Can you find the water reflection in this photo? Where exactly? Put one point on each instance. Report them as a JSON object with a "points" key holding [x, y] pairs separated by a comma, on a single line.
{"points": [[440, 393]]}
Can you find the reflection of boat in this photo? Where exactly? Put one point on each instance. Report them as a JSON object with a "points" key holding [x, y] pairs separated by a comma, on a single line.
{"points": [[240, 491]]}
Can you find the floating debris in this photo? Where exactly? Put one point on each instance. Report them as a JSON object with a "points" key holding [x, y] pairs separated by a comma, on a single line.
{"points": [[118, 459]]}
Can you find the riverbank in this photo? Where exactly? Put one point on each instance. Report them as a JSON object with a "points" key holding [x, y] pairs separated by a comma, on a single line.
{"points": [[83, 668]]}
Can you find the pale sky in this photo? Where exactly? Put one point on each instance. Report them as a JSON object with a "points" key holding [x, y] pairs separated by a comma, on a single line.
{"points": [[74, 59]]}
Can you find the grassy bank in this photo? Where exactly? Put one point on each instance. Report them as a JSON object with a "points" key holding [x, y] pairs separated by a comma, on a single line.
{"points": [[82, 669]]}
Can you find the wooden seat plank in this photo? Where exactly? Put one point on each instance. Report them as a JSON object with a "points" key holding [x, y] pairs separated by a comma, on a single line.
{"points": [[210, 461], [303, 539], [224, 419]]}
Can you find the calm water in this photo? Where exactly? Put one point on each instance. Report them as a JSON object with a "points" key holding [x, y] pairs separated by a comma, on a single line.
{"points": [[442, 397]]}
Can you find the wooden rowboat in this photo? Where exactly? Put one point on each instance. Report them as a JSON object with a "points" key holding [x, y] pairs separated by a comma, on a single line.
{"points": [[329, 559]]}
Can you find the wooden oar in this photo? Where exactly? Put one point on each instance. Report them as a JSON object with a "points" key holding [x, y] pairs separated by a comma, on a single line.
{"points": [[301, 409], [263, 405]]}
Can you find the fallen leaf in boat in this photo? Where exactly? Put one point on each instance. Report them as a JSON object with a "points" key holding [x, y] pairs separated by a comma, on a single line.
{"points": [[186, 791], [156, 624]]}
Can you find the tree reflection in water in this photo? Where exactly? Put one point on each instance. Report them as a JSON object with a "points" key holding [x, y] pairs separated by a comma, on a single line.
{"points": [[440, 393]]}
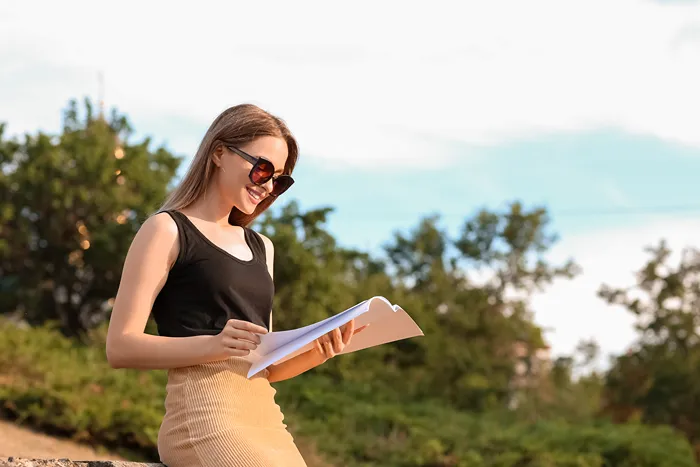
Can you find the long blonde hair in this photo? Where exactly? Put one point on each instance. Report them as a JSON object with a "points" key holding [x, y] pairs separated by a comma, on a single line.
{"points": [[235, 126]]}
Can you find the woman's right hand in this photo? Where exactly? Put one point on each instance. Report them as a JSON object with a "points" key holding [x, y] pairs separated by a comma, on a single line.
{"points": [[237, 339]]}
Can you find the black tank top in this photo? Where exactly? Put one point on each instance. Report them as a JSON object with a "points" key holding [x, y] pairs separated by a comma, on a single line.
{"points": [[207, 286]]}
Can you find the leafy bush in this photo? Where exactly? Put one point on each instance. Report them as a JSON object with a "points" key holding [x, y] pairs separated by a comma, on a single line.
{"points": [[57, 385]]}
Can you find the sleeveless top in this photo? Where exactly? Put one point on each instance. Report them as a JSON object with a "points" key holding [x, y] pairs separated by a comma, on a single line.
{"points": [[207, 286]]}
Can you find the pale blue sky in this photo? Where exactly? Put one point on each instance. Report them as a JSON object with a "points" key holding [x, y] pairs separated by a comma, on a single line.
{"points": [[541, 101]]}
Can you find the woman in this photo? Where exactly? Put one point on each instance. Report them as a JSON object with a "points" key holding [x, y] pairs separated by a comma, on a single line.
{"points": [[207, 278]]}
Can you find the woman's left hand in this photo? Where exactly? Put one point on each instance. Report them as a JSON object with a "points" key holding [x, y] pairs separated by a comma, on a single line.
{"points": [[331, 344]]}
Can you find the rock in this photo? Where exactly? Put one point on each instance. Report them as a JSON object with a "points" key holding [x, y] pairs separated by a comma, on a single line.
{"points": [[18, 462]]}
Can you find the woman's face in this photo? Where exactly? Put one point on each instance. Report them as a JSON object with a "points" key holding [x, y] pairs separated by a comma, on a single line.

TASK PROMPT: Make an exact copy of the listing above. Do not include the pictures.

EXERCISE RESULT:
Can you find the water reflection in this photo? Where exactly? Put one point on each instance. Report them as a JSON object with a "points" key holding [x, y] pairs separated by a comma, on a single line.
{"points": [[440, 393]]}
Can you find the reflection of boat in this photo? Where exactly? Put one point on each instance. Report them as a JSON object with a "points" key holding [x, y] pairs separated by a comma, on a single line.
{"points": [[240, 491]]}
Can you find the floating debris in this photo? Where exactly? Put one point on each instance. Report them as a JSON object with a "points" key holding [x, y] pairs separated by a comma, on a single line.
{"points": [[118, 459]]}
Can you find the riverbank in this photo? Where exactly? Put one point on each instance. Report them as a JSON object with a "points" key holding [x, y] pairs separated by a comma, on a single line.
{"points": [[83, 668]]}
Can you find the pale sky in this photo? Where exactly? Put one point on each instance. Report them as a JSON object with a "points" key holding [x, y] pairs separated by a comma, on a single line.
{"points": [[74, 59]]}
Can you find the grassy bank in this photo? Where exactly? Put one point on each instance. Report them as a JSON object with a "points" key holding [x, y] pairs separated by a comma, on a single line.
{"points": [[82, 669]]}
Can you find the wooden seat plank in this photo? Where exactly? Put one point on each instance. Report them as a JSON object with a "points" key holding [x, y] pairs separated by a comma, on a single line.
{"points": [[210, 461], [303, 539], [224, 419]]}
Can you find the calm water in this photo? Where exactly? Put one point on each instance. Report them as a JSON object with a "points" key holding [x, y] pairs separated by a comma, on a single line.
{"points": [[442, 397]]}
Can you find the wooden rowboat in this photo? Where exactly? Put one point on each instance. Report them as a JSON object with a "points" key holding [x, y] pairs separated by a comma, on a single line.
{"points": [[329, 559]]}
Can you find the wooden oar in this photo? Where exactly? Put one point on each instance. Report them as a JSON object with a "points" key holding [x, y] pairs separated by a comma, on a single line.
{"points": [[301, 409], [263, 405]]}
Can you find the fallen leaf in boat in this photo? Where exactly? Put one point on each instance. Report them as a JSON object with a "points" key holding [x, y] pairs separated by a comma, on a single line.
{"points": [[186, 791], [156, 624]]}
Can you find the tree reflection in water in this photo? Where exactly? Put one point on each instance. Report them as a JSON object with a "points" key holding [x, y] pairs separated by a comma, on a single line.
{"points": [[440, 393]]}
Can you find the long blonde hair in this photo? Where exactly? Put one point on each instance. Report them as a JSON object with a "points" key holding [x, y] pairs separated by a comma, on a single line.
{"points": [[235, 126]]}
Can you find the woman's right hand in this photo? Where exactly? Put one point on each instance. Report them as a JSON object with a "points" key holding [x, y] pairs separated by a comma, on a single line.
{"points": [[237, 339]]}
Can you find the black tank top in this photo? Where exactly? Put one point on each instance. Report them as a JSON object with a "points" key holding [x, y] pairs separated by a comma, on a single line.
{"points": [[207, 286]]}
Can you find the leafy bush in this photo? Where exactly? Put one point on each instance. Report them as a JSON object with a "points" key holding [x, y] pairs separated by a comma, on a single line.
{"points": [[57, 385]]}
Can you find the sleeveless top in this photo? Where exactly? Put one point on each instance. Report them as a JSON object with a "points" key holding [x, y] pairs separated by a comma, on a single line.
{"points": [[207, 286]]}
Can you find the pale blue sky in this photo? Where exactly? Put one point on each instance. Report them as a JSON object with a "points" key holding [x, y] pairs separated by a comma, on a single line.
{"points": [[541, 101]]}
Can you find the woman in this photo? Where exactly? Put one point on each instance. Report them as a JSON object with a "points" key holding [x, y] pairs separated by a comma, on a single line.
{"points": [[207, 278]]}
Can you find the woman's left hand in this photo? Where exactly? Put one point on each instance. Report them as a JSON object with a "points" key holding [x, y] pairs separated by a comma, on a single line.
{"points": [[331, 344]]}
Can you find the rock in this photo? Where exactly? Put one point on each instance. Report them as a JSON object with a "points" key holding [x, y] pairs separated by a comma, on a single line.
{"points": [[18, 462]]}
Can you find the woman's face in this photo? Where exactly? Put one point on each instance. Report them as a JSON object with a "points" key holding [x, y] pairs separated by a comma, on a single line.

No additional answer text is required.